+++ DATA TO USE

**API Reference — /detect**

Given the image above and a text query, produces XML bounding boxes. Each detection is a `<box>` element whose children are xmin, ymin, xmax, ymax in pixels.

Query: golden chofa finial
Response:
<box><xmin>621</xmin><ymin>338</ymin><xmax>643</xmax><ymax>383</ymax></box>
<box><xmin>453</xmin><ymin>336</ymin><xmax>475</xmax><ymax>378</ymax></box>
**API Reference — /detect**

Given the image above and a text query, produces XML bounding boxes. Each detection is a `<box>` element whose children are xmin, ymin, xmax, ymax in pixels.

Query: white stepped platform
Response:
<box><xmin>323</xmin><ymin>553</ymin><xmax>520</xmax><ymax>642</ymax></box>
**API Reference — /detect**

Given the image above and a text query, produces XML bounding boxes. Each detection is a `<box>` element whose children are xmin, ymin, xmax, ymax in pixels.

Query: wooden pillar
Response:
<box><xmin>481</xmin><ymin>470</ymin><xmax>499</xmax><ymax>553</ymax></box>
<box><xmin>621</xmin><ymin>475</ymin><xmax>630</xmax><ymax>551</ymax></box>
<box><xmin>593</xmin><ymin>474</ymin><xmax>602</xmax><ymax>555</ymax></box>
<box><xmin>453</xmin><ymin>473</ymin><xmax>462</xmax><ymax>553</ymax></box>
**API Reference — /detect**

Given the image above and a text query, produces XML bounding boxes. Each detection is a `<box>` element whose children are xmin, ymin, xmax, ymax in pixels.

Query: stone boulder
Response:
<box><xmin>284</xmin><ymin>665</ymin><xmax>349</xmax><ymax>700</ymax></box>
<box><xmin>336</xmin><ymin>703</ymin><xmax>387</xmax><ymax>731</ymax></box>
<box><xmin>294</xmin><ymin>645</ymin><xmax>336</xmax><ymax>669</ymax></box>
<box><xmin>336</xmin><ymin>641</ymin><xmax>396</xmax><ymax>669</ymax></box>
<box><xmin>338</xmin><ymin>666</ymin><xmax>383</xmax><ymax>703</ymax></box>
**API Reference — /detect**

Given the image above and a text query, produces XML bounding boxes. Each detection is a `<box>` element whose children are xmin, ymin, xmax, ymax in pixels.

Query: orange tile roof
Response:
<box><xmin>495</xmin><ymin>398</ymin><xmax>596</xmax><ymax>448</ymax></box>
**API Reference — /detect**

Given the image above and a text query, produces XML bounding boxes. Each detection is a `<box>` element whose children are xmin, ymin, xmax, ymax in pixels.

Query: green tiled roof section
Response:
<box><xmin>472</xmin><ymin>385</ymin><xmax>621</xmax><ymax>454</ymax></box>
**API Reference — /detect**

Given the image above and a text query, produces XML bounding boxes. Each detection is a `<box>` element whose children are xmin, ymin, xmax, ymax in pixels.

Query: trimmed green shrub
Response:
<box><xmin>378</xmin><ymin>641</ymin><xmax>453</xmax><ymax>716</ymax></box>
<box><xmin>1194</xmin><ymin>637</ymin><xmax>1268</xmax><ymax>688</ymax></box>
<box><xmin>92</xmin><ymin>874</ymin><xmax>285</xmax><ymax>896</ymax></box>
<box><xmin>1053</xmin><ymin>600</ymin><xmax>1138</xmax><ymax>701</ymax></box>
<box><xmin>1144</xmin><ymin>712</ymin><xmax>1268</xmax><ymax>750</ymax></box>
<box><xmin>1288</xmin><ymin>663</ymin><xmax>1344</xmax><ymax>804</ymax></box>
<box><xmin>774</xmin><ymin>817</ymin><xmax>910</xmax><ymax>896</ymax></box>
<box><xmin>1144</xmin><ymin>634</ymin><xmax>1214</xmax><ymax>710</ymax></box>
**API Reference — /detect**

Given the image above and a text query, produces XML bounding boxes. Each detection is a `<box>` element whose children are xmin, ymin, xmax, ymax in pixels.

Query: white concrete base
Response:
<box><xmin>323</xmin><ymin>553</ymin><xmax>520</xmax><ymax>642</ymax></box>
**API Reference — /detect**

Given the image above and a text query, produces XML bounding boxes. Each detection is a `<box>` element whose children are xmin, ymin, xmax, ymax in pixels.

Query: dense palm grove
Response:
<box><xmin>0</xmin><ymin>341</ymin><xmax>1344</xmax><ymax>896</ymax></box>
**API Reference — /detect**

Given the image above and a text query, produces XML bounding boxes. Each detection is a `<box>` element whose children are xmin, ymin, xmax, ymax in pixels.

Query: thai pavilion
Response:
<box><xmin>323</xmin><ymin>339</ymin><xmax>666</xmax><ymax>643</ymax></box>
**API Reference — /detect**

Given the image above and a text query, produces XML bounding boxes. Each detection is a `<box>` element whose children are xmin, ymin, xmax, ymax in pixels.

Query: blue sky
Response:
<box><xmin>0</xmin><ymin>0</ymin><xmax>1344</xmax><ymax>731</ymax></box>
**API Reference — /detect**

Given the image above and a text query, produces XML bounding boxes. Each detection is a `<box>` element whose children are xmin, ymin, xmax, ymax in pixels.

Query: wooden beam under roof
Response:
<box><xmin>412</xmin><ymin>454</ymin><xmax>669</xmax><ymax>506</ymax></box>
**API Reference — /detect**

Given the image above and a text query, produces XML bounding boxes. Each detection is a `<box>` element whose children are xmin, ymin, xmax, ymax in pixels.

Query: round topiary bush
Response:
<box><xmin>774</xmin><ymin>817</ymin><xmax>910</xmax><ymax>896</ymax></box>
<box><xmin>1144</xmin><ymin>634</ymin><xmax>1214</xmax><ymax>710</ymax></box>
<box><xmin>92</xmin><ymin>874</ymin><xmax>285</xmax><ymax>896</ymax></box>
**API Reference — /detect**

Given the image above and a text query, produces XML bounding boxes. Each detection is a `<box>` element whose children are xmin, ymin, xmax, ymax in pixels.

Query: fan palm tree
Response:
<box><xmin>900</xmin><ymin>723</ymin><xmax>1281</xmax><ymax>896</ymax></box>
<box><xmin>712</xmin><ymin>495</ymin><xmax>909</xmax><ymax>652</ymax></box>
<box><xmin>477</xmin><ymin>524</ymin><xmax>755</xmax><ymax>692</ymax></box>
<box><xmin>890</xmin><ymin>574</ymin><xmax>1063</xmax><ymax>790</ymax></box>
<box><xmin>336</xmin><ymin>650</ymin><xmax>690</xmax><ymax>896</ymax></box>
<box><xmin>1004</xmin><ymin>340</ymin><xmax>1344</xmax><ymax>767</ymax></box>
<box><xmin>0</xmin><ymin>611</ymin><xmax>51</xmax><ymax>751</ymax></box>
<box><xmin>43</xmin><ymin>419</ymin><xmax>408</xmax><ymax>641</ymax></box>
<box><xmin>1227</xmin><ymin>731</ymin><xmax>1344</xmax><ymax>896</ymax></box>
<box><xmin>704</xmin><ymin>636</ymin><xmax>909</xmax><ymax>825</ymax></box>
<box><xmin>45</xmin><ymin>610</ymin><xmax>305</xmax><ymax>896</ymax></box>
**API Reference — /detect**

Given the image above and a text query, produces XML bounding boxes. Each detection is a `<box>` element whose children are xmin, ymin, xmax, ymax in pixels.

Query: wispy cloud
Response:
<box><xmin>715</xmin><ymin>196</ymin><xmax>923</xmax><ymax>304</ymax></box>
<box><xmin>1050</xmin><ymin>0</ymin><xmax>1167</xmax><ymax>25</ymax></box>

++++++

◆ **THE TASK**
Gather every line from the data above that contains the word "white".

◆ **EXERCISE RESPONSE**
Query: white stepped platform
Query: white concrete base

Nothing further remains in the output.